WHAT YOU ARE ASKED TO DO: Begin with the line containing "Tag every instance of the silver" and copy each line exactly through the last line of the entries, inclusive.

RECORDS FOR THIS EXERCISE:

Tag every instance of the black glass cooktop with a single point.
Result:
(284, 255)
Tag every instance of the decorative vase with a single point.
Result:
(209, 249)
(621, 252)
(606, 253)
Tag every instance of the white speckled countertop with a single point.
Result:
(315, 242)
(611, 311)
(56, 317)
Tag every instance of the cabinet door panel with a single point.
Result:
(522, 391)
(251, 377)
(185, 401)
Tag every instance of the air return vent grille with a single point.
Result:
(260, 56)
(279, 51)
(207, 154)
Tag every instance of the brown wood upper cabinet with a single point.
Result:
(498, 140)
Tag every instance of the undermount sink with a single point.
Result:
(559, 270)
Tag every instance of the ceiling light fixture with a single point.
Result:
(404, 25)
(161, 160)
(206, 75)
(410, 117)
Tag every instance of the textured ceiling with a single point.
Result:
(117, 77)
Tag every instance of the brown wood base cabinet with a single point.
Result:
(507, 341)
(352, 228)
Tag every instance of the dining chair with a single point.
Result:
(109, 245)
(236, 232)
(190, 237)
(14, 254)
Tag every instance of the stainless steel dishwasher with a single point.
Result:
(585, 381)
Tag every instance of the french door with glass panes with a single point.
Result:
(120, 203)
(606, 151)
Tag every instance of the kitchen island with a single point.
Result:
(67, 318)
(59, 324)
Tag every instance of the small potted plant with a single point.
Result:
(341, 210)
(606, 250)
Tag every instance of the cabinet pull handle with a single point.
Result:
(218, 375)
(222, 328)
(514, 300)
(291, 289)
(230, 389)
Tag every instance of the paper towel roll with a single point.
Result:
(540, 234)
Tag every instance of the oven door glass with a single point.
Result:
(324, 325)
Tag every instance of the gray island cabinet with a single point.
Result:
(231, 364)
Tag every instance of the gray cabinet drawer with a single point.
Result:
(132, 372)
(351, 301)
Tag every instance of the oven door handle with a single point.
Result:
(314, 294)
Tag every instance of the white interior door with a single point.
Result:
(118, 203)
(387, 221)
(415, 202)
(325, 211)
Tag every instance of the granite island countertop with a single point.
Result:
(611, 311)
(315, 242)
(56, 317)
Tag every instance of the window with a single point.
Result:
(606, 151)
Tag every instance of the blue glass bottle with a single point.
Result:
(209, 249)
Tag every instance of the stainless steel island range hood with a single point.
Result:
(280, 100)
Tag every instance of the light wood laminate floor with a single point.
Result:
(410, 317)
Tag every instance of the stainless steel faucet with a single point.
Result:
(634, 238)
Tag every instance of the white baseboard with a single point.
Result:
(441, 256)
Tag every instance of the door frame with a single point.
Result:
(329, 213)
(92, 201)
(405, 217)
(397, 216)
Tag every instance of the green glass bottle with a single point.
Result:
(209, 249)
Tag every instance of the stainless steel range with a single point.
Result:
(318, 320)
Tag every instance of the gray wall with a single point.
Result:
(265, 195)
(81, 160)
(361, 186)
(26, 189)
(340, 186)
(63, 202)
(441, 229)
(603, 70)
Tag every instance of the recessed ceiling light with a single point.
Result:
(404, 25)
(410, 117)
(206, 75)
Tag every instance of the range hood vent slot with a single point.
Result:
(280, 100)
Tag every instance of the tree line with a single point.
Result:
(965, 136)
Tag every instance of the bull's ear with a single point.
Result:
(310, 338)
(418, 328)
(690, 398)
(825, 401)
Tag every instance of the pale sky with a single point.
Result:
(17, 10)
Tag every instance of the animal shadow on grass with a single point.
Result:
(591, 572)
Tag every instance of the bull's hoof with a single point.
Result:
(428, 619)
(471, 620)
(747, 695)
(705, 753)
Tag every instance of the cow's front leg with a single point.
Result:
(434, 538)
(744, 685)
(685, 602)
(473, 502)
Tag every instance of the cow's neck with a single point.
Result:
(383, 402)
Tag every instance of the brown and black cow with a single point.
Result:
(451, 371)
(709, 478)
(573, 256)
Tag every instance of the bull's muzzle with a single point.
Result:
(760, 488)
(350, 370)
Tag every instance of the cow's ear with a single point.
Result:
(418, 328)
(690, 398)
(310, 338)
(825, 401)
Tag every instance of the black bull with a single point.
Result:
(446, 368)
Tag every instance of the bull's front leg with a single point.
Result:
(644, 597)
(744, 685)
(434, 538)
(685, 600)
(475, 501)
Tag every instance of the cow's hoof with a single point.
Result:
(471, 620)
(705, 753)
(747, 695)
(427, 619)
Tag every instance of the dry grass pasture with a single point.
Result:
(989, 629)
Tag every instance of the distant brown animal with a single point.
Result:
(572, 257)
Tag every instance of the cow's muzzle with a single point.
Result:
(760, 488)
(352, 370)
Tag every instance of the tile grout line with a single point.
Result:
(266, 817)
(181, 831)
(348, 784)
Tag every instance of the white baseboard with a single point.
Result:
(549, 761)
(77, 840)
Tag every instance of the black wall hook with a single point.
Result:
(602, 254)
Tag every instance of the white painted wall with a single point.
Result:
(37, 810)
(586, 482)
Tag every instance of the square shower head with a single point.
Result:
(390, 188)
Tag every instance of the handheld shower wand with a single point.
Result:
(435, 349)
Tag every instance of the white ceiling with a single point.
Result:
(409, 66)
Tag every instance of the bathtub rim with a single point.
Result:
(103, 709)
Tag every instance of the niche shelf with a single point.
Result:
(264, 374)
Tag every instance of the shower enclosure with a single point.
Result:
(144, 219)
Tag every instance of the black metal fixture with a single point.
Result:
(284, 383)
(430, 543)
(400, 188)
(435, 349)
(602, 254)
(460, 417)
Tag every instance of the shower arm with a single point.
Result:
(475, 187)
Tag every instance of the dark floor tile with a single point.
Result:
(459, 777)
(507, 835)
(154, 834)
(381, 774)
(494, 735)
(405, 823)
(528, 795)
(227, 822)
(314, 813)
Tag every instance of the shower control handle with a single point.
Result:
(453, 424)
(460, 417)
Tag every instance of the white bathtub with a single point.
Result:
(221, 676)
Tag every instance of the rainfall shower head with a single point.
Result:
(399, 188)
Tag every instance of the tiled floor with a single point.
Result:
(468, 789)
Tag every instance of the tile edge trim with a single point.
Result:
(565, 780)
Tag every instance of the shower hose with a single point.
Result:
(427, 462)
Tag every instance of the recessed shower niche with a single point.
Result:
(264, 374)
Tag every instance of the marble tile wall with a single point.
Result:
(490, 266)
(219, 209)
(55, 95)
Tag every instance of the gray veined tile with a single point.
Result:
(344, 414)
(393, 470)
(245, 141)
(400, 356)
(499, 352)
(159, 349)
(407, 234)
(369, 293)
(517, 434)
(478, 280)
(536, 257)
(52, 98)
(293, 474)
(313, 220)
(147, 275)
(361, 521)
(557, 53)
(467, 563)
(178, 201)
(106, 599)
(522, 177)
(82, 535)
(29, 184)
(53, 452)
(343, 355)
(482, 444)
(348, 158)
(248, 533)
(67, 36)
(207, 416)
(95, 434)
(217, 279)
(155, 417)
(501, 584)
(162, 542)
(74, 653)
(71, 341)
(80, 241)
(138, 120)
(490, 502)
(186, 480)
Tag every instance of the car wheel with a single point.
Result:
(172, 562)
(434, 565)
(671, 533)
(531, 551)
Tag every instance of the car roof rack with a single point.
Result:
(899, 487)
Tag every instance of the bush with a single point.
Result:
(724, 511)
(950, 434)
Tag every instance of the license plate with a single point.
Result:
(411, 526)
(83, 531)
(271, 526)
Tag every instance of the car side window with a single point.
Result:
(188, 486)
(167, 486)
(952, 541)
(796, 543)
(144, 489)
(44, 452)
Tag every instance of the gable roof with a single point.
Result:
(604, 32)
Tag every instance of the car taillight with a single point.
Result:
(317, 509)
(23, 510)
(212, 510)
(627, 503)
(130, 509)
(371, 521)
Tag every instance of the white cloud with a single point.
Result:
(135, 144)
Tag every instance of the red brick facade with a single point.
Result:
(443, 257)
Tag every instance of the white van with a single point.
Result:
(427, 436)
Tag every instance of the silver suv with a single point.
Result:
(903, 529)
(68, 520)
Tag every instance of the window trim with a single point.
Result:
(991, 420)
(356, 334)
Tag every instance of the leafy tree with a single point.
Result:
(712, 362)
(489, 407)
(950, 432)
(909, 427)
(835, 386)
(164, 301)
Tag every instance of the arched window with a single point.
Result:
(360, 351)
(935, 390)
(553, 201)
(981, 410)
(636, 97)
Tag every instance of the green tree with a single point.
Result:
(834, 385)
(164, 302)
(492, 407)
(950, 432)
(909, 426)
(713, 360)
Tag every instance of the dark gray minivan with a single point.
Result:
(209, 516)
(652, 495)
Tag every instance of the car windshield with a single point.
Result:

WRITTEN RESPONSE:
Tag every instance of the silver suv with a single point.
Result:
(903, 529)
(68, 520)
Tag every instance of the window trim with a single point.
Result:
(991, 420)
(356, 334)
Tag every instance of the leafy tree with a single point.
Result:
(712, 362)
(489, 407)
(950, 432)
(909, 427)
(835, 386)
(164, 301)
Tag every instance of the arched window with a single point.
Result:
(360, 351)
(935, 390)
(553, 201)
(981, 410)
(636, 97)
Tag every instance of the green tree with a single point.
Result:
(834, 385)
(164, 302)
(492, 407)
(950, 432)
(909, 426)
(713, 360)
Tag every instance of the dark gray minivan with a single point.
Result:
(209, 516)
(652, 495)
Tag every instance of the car windshield with a single point.
Result:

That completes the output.